Excerpts of annotation records
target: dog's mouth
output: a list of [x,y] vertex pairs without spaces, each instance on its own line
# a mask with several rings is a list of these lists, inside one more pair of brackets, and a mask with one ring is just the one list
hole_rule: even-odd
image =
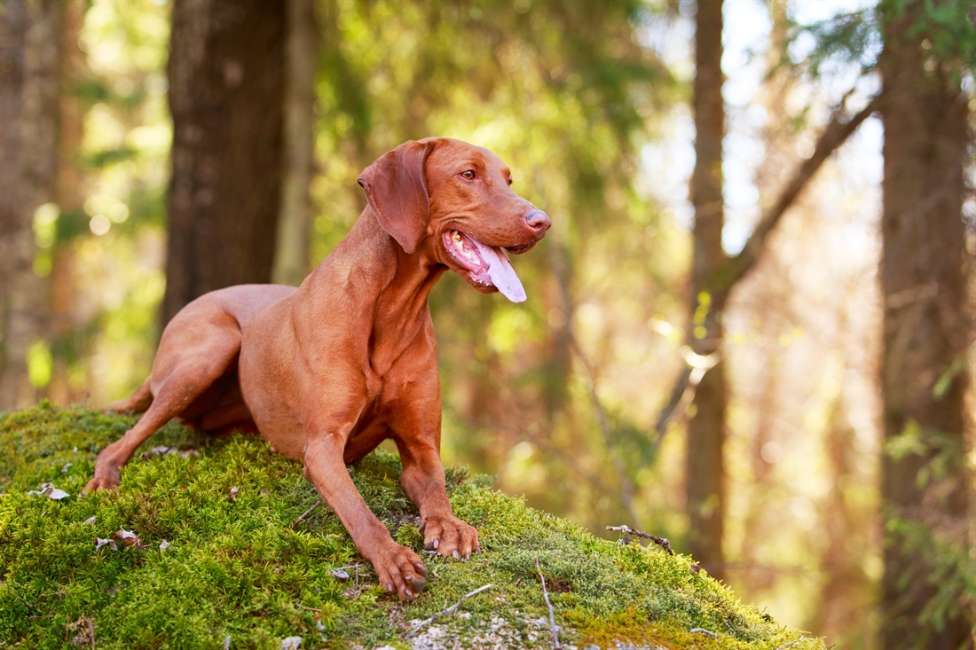
[[[505,249],[482,244],[461,230],[444,230],[441,236],[448,256],[467,272],[468,282],[478,289],[489,290],[485,293],[490,293],[492,288],[498,289],[512,303],[525,302],[525,289]],[[508,250],[517,254],[530,248],[532,244],[512,246]]]

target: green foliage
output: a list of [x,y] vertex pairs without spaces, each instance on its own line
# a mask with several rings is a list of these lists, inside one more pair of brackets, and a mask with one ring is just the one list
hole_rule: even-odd
[[971,0],[882,0],[888,20],[913,18],[908,35],[939,63],[959,72],[976,70],[976,10]]
[[814,44],[805,59],[795,61],[812,79],[834,68],[859,66],[862,75],[874,70],[885,30],[894,22],[925,51],[931,63],[942,67],[953,84],[976,69],[976,21],[970,0],[882,0],[854,12],[837,14],[812,24],[791,22],[790,40]]
[[[925,607],[911,613],[921,630],[943,630],[948,621],[965,616],[976,605],[976,546],[969,513],[959,506],[971,477],[960,443],[958,436],[919,427],[913,420],[884,446],[893,462],[917,461],[915,487],[923,495],[922,508],[889,504],[885,528],[903,555],[920,560],[898,577],[901,590],[910,593],[919,585],[932,589]],[[955,515],[950,514],[953,509]]]
[[[685,556],[622,547],[449,472],[456,513],[481,532],[468,562],[427,556],[428,589],[410,604],[390,599],[341,522],[320,508],[301,467],[255,437],[209,437],[169,425],[122,472],[115,493],[81,498],[96,453],[133,419],[48,404],[0,415],[0,642],[70,647],[95,622],[100,648],[279,648],[299,635],[322,644],[404,647],[410,622],[474,589],[462,613],[420,633],[463,645],[548,647],[547,609],[535,561],[552,591],[563,638],[576,644],[653,641],[671,648],[767,648],[799,638],[776,626]],[[159,446],[168,451],[160,452]],[[379,452],[352,467],[363,497],[395,539],[420,548],[417,511],[399,486],[399,464]],[[52,482],[62,501],[28,494]],[[237,488],[231,493],[232,488]],[[120,528],[144,547],[96,550]],[[169,548],[160,549],[166,541]],[[345,567],[348,583],[332,573]],[[542,623],[539,621],[542,620]],[[714,631],[712,640],[694,628]],[[494,635],[494,636],[493,636]],[[480,640],[476,640],[480,639]],[[808,638],[792,646],[824,648]]]

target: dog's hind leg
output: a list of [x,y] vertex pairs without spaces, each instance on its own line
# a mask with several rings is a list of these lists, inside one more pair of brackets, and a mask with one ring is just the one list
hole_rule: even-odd
[[241,340],[237,321],[224,312],[187,316],[178,322],[178,314],[160,342],[148,381],[155,395],[151,404],[135,427],[99,453],[95,476],[84,492],[118,487],[120,467],[139,446],[236,366]]
[[113,413],[144,413],[152,404],[152,390],[149,389],[149,380],[142,382],[142,386],[136,388],[125,399],[114,401],[105,407],[105,411]]

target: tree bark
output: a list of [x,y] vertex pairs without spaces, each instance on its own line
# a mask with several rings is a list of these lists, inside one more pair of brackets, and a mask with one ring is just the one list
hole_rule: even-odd
[[[691,281],[693,326],[689,345],[698,354],[714,352],[722,324],[712,304],[709,281],[725,261],[722,250],[722,2],[701,2],[695,33],[695,170],[691,201],[695,208]],[[722,526],[725,515],[725,407],[728,389],[719,361],[702,379],[688,422],[686,495],[691,554],[715,578],[723,578]]]
[[308,274],[318,27],[312,0],[288,0],[285,171],[272,278],[298,286]]
[[56,199],[61,19],[60,3],[0,3],[0,410],[34,400],[27,352],[46,333],[32,224]]
[[[881,586],[883,647],[955,650],[972,643],[966,613],[938,627],[919,614],[939,587],[924,551],[931,551],[936,531],[948,522],[961,520],[964,528],[972,498],[961,461],[973,327],[966,299],[966,266],[972,260],[961,220],[966,98],[941,62],[928,59],[924,35],[913,30],[921,3],[909,5],[901,16],[890,4],[888,9],[892,15],[884,23],[879,61],[887,96],[881,107],[881,391],[887,449],[901,446],[899,441],[911,442],[913,449],[885,454],[881,463],[889,523]],[[947,473],[941,485],[926,485],[921,472],[940,457]],[[937,488],[943,494],[936,494]],[[907,547],[905,530],[924,539]]]
[[[58,124],[57,197],[61,210],[59,219],[83,218],[85,178],[78,164],[84,137],[85,111],[78,88],[87,78],[85,53],[78,47],[85,20],[85,0],[64,0],[61,30],[61,97]],[[77,355],[74,340],[78,324],[74,322],[77,286],[75,281],[74,239],[55,238],[51,251],[51,326],[52,376],[48,399],[67,405],[84,399],[85,391],[72,388],[68,383],[71,357]]]
[[281,202],[285,4],[177,0],[163,322],[193,299],[268,282]]

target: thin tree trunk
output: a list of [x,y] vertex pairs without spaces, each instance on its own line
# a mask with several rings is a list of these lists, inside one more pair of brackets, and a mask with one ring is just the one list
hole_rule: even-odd
[[[695,34],[695,171],[691,201],[695,207],[689,344],[698,354],[715,351],[722,340],[717,305],[712,305],[709,280],[725,261],[722,251],[722,2],[701,2]],[[728,389],[719,361],[702,379],[688,422],[686,495],[688,547],[709,572],[722,578],[722,525],[725,515],[725,406]]]
[[[920,11],[921,3],[909,5],[902,16],[891,10],[880,60],[888,96],[881,108],[884,439],[888,449],[899,440],[915,449],[886,454],[881,463],[885,514],[889,524],[900,522],[887,526],[885,534],[885,650],[972,647],[972,622],[965,612],[938,627],[919,618],[940,587],[930,580],[925,554],[938,529],[953,521],[964,529],[972,498],[961,459],[973,327],[965,276],[972,261],[967,262],[960,216],[966,98],[939,61],[926,63],[924,35],[913,32]],[[940,456],[946,468],[942,484],[926,485],[920,472]],[[924,539],[908,548],[906,530]]]
[[314,154],[318,27],[312,0],[288,0],[285,172],[272,278],[299,285],[308,273],[308,185]]
[[177,0],[163,321],[215,289],[267,282],[281,202],[285,5]]
[[[84,110],[78,96],[78,85],[86,77],[85,53],[78,47],[78,36],[85,20],[85,0],[65,0],[61,22],[61,97],[58,125],[58,207],[61,219],[80,215],[85,202],[84,175],[78,165],[78,151],[84,135]],[[52,369],[48,398],[55,404],[66,405],[79,400],[79,394],[68,385],[68,364],[73,355],[72,336],[75,296],[74,245],[72,240],[55,241],[51,266],[51,331]]]
[[35,397],[27,351],[46,332],[34,212],[55,200],[61,6],[0,3],[0,410]]

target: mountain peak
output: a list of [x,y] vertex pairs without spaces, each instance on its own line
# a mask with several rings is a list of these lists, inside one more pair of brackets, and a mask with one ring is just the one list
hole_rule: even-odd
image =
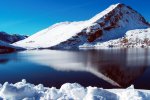
[[89,20],[55,24],[15,45],[26,48],[78,48],[86,43],[123,37],[129,30],[149,27],[141,14],[125,4],[117,3]]

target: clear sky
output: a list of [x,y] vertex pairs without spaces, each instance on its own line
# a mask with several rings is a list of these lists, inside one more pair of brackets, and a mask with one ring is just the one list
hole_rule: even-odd
[[31,35],[57,22],[87,20],[115,3],[150,21],[150,0],[0,0],[0,31]]

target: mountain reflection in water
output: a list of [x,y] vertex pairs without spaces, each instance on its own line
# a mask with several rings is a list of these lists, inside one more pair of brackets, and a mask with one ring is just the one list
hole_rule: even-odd
[[[16,59],[61,72],[90,72],[116,87],[133,84],[150,66],[149,49],[34,50],[19,52],[16,56]],[[4,60],[0,57],[0,63],[6,63],[5,61],[6,58]]]

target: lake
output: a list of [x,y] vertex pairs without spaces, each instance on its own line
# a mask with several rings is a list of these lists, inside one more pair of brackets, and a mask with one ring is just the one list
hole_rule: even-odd
[[22,79],[59,88],[64,83],[150,89],[150,49],[30,50],[0,54],[0,83]]

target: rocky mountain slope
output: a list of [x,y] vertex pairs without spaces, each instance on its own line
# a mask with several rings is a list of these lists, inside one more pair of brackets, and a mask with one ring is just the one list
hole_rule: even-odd
[[122,38],[129,30],[149,27],[137,11],[124,4],[115,4],[89,20],[57,23],[13,45],[28,49],[88,47]]

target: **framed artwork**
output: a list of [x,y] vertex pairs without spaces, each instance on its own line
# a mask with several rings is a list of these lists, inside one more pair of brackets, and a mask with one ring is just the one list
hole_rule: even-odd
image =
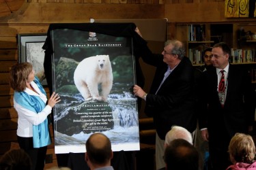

Challenge
Duplicate the data verbatim, beginning with the line containing "target: clear sky" and ending with, and including, the line containing "[[31,35],[57,22],[87,20],[115,3],[150,21],[150,0],[0,0],[0,31]]".

Exercise output
target: clear sky
output: a list of [x,y] vertex pairs without spaces, each instance on its own line
# a mask with several rings is a list of these lists, inside one more pair of brackets, and a mask with one ring is just the one list
hole_rule: even-odd
[[31,35],[57,22],[87,20],[115,3],[150,21],[150,0],[0,0],[0,31]]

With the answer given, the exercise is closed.